→ **Task**: Continue the passage on Canada's forest-products industry and bioproducts, starting after its last sentence.

→ **Quoted text**:
+---+

Canadian perspective


Forests represent the majority of biomass on Earth. In Canada, biomass is the largest non-hydro renewable electricity-generation source — 11/2 times the amount of wind, solar and tidal energy combined.

There are now significant opportunities for the Canadian forest-products industry. Newly developed technologies can transform wood fibre into liquid form, which can then be used to produce a variety of high-value environmentally friendly products, such as:

  • biofuels for home heating and to power vehicles
  • biochemicals to produce cosmetics, solvents, food additives and renewable plastics
  • biomaterials such as “intelligent” paper and engineered wood products

The Forest Products Association of Canada (FPAC) has studied these emerging opportunities and outlined a compelling vision for the industry.

Experts from a range of fields and backgrounds have found that when integrated, rather than operating independently, both the traditional forest industry and emerging bioindustries enjoy higher economic returns — and greater stability through product diversification. Through the FPAC-commissioned Future Bio-pathways Project, they discovered that the lumber industry is the cornerstone to the competitiveness of both the traditional and emerging forest-products sectors, while the pulp-and-paper industry has stronger financial potential by integrating bioproducts into traditional mills. Researchers also found that integration offers the best employment scenario, providing five times as many jobs as stand-alone bio-operations.

+---+

→ **Data provided**:
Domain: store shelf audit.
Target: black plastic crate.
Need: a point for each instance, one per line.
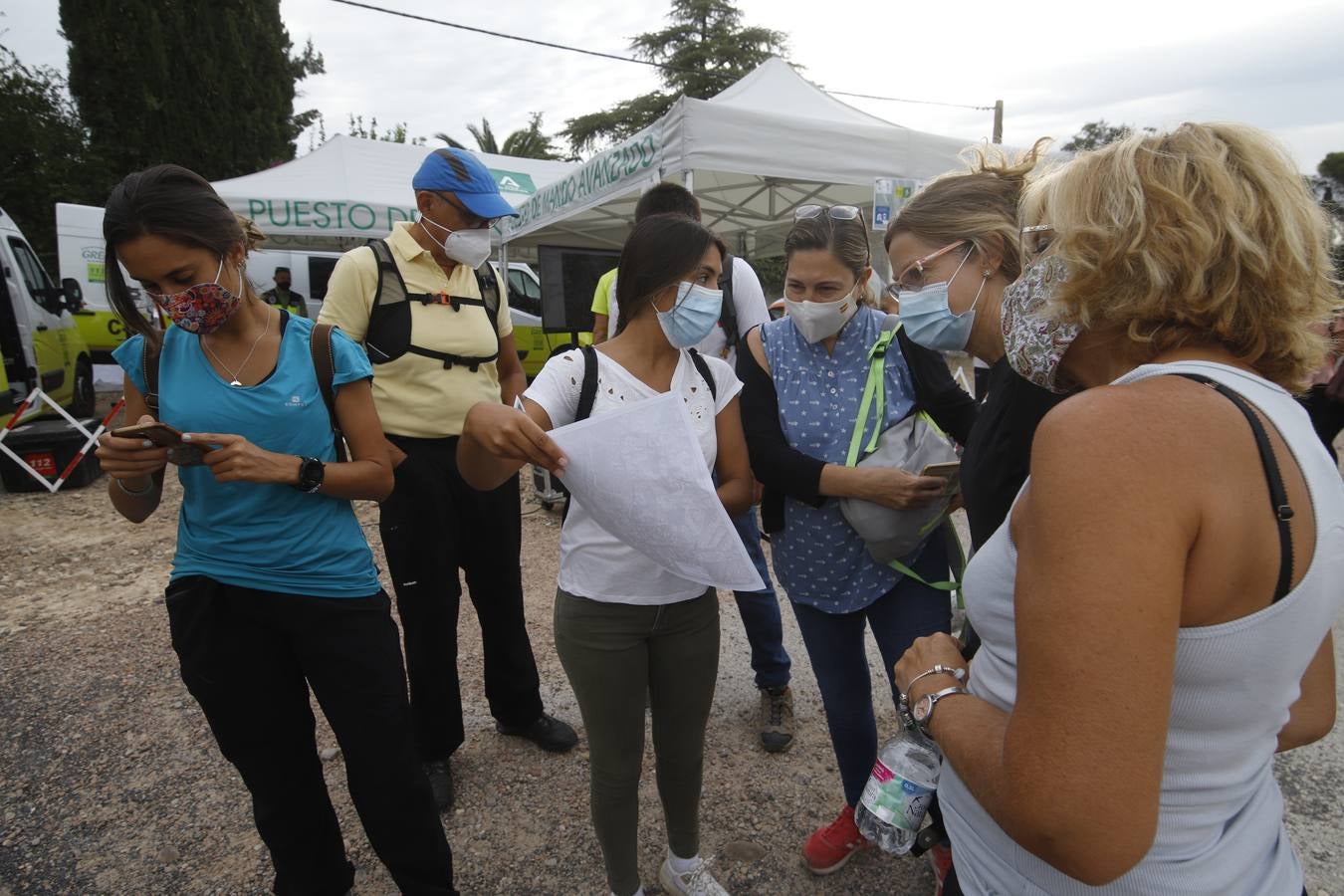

+---+

→ **In response**:
This transformation requires a new business model as well as the adoption or creation of new technologies. Partnerships with promising bioeconomy firms can secure the know-how needed to advance new manufacturing processes to efficiently extract the maximum from each harvested tree. Governments can encourage these investments in value-added, knowledge-intensive jobs and, in doing so, help keep many rural communities viable and provide an alternative and renewable source of clean energy.

The industry appears well on the way to reinventing itself: nearly 60 percent of the Canadian pulp-and-paper sector’s energy consumption comes from biomass, including spent pulping liquor, wood waste and other sources, demonstrating the sector’s high level of self-sufficiency.

Synopsis

This piece features a bar graph that highlights the impact of integrating traditional industry with emerging technologies, as well as the impact of government policy on the bio-industries’ performance.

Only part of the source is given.